__Extrait__:

La levure à pain possède environ 6000 gènes. De son côté, le professeur Christian Landry, qui étudie le génome de ce champignon unicellulaire, en a, tout comme vous, près de 30 000. Leur ancêtre commun - parce que les levures et les humains ont effectivement un lointain ancêtre commun - comptait lui aussi près de 6000 gènes. "Une grande partie de la différence entre le génome de la levure à pain et celui de l'humain provient de la duplication génétique, explique le professeur de la Faculté des sciences et de génie de l'Université Laval. C'est par le biais de ce mécanisme, qui ajoute un ou des gènes à un génome existant, qu'est générée une grande partie de la diversité au sein des espèces et entre les espèces."
Les chercheurs ont réalisé leurs travaux sur la levure à pain. Ce champignon unicellulaire a environ 6000 gènes alors que l'humain en compte près de 30 000. Une grande partie de la différence entre le génome des deux espèces s'explique par a duplication de gènes. Getty Images/Handmade Pictures.
À long terme, la duplication génétique est, sans conteste, un puissant moteur de l'évolution, poursuit le chercheur rattaché à l'Institut de biologie intégrative et des systèmes. "Les duplications génétiques qui ont un effet positif ou neutre sur la survie et la reproduction sont souvent conservées dans le génome. Celles qui ont un effet négatif sont éliminées par sélection naturelle. Cela pourrait expliquer pourquoi certains gènes ont le même nombre de copies d'une espèce à l'autre."
Chez l'humain, le cas du gène de l'amylase, une protéine qui dégrade l'amidon, illustre bien les avantages de la duplication génétique. "Le nombre de copies de ce gène est directement lié à la concentration d'amylase dans la salive et ce nombre est plus élevé dans les populations humaines qui ont une alimentation riche en amidon. Dans leur cas, posséder plus de copies de ce gène procure un avantage évolutif."
À court terme toutefois, la destinée des duplications génétiques est moins bien connue. "Lorsque nous étudions la présence de duplications génétiques chez une espèce, nous sommes placés devant le fait accompli. On ne sait pas quelles routes ont été empruntées pour arriver à ce point", souligne-t-il.

__Entrées répertoriées__:
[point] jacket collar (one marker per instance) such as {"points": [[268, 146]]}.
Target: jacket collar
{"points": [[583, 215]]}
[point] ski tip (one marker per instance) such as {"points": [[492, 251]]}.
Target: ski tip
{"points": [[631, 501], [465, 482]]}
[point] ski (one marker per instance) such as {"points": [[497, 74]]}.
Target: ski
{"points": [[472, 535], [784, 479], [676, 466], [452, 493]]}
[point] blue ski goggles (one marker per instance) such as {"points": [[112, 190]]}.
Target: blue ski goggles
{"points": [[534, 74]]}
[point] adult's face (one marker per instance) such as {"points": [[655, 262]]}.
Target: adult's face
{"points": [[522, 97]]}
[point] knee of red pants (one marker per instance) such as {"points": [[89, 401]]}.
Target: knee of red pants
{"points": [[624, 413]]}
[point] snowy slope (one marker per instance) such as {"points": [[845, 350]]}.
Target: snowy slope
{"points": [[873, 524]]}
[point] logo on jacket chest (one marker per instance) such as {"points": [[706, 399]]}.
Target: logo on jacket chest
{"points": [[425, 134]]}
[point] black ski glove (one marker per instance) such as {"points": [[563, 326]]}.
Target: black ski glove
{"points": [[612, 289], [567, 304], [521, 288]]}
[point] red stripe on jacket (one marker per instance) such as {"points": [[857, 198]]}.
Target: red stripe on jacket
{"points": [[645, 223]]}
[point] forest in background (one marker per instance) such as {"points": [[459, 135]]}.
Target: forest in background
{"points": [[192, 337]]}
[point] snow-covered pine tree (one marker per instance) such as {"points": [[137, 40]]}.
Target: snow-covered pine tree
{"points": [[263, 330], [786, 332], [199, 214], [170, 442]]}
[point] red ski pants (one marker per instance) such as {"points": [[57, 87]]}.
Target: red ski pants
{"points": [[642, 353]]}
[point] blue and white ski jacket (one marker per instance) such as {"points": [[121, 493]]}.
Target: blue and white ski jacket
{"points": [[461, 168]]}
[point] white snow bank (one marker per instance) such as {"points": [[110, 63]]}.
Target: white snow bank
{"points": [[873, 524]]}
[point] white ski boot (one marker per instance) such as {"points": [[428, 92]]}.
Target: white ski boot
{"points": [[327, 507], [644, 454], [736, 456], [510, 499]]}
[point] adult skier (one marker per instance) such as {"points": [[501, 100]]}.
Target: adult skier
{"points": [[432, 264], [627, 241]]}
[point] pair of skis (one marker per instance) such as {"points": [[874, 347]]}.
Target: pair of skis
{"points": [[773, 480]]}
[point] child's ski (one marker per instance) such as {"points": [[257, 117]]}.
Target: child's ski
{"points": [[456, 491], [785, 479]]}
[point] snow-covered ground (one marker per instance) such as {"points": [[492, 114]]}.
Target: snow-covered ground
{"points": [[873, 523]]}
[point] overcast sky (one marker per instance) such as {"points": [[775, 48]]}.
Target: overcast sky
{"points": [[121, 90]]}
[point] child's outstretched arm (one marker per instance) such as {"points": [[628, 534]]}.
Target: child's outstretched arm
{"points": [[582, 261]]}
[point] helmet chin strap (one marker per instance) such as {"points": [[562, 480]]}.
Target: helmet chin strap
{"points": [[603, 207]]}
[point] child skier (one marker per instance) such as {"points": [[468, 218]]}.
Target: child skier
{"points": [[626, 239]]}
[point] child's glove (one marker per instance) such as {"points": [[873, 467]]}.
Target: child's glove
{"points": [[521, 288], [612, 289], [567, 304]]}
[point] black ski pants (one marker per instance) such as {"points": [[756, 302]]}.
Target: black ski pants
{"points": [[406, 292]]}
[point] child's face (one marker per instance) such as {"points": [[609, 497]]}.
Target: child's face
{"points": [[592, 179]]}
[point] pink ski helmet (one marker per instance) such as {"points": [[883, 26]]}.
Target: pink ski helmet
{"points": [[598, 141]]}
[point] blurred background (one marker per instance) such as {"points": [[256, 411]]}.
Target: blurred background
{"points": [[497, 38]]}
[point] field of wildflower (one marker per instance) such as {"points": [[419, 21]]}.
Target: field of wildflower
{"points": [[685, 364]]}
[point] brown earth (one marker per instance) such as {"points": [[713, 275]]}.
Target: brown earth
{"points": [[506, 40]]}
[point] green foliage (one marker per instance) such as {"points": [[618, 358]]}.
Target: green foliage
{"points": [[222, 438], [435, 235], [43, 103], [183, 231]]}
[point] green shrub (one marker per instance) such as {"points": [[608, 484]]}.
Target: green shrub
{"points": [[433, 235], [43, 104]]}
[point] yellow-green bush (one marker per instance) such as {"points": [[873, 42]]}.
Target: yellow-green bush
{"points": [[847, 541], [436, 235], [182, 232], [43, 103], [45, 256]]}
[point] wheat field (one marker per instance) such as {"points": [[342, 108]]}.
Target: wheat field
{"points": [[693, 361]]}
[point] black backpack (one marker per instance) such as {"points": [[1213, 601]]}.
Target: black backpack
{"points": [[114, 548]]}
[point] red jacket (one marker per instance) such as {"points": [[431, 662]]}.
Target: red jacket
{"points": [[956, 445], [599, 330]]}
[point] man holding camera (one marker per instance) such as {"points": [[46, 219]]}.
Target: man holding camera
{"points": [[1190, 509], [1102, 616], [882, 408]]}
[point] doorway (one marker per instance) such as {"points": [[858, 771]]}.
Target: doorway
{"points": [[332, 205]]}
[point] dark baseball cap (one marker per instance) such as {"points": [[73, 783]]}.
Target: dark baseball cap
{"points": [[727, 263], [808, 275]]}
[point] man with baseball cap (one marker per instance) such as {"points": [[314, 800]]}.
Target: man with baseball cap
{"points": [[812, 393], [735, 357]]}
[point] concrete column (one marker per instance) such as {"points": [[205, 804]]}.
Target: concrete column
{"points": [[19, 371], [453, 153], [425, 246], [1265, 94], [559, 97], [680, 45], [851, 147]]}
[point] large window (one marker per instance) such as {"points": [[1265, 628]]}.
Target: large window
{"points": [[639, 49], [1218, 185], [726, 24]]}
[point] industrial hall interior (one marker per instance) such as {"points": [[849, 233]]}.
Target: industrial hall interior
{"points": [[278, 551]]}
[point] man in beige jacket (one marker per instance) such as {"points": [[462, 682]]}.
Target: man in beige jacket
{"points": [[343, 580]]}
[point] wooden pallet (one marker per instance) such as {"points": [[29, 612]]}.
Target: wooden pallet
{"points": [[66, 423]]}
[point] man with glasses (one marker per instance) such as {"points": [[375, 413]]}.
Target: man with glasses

__Travail à réaliser__:
(1) Recopiez le passage de l'extrait sur la duplication génétique qui va de "Les chercheurs ont" jusqu'à "Getty Images/Handmade Pictures.".
(2) D'après l'extrait sur la duplication génétique, quelle est l'action de l'amylase ?
(3) Prolongez l'extrait sur la duplication génétique à partir de sa dernière phrase.

__Résultats attendus__:
(1)
Les chercheurs ont réalisé leurs travaux sur la levure à pain. Ce champignon unicellulaire a environ 6000 gènes alors que l'humain en compte près de 30 000. Une grande partie de la différence entre le génome des deux espèces s'explique par a duplication de gènes. Getty Images/Handmade Pictures.

(2) L'amylase dégrade l'amidon.

(3)
Diana Ascencio, première auteure de l'étude, a créé, en laboratoire, 899 variants de levure qui possédaient chacun une copie supplémentaire d'un gène donné. Axelle Marchant
Pour documenter la question, le professeur Landry et ses collaborateurs ont créé, en laboratoire, une collection de variants de levure à pain. Pour ce faire, ils ont introduit une copie supplémentaire d'un gène donné dans une lignée de levure. Ils ont répété l'exercice près de 900 fois, ajoutant à chaque reprise une copie d'un seul gène à la cellule. Par la suite, chacun des 899 variants a été placé avec la levure originale dans un milieu de culture pour déterminer qui aurait le dessus après une trentaine de générations.
Les résultats, qui viennent de paraître dans la revue PNAS, montrent que l'ajout d'un gène a un effet neutre sur la survie et la reproduction des levures dans 88% des cas. "Ce taux se compare à ce qu'on observe avec les mutations, même chez l'humain, souligne le professeur Landry. La plupart du temps, l'effet est neutre. C'est conforme aux attentes des évolutionnistes."
Par contre, dans 12% des cas, la survie et la reproduction sont altérées. Les effets négatifs sont deux fois plus fréquents que les effets positifs et leur magnitude est plus grande. "Ce résultat m'a quelque peu surpris, admet le chercheur. Il s'explique peut-être par le fait que les mécanismes cellulaires sont comme une recette. Il est important de bien respecter le dosage des ingrédients pour la réussir. Lorsqu'on ajoute une copie d'un gène, on produit en plus grande quantité la protéine qu'il contrôle, ce qui peut perturber l'équilibre cellulaire. Comme en cuisine, certaines recettes cellulaires sont plus sensibles que d'autres aux changements de dosage. Notre étude permet de comprendre pourquoi, même chez des espèces apparues il y a des millions d'années, certains gènes ne sont jamais dupliqués."
L'article publié dans PNAS est signé par Diana Ascencio, Guillaume Diss, Isabelle Gagnon-Arsenault, Alexandre K. Dubé et Christian R. Landry, de l'Université Laval, et Alexander DeLuna, du Centro de Investigación y Estudios Avanzados du Mexique.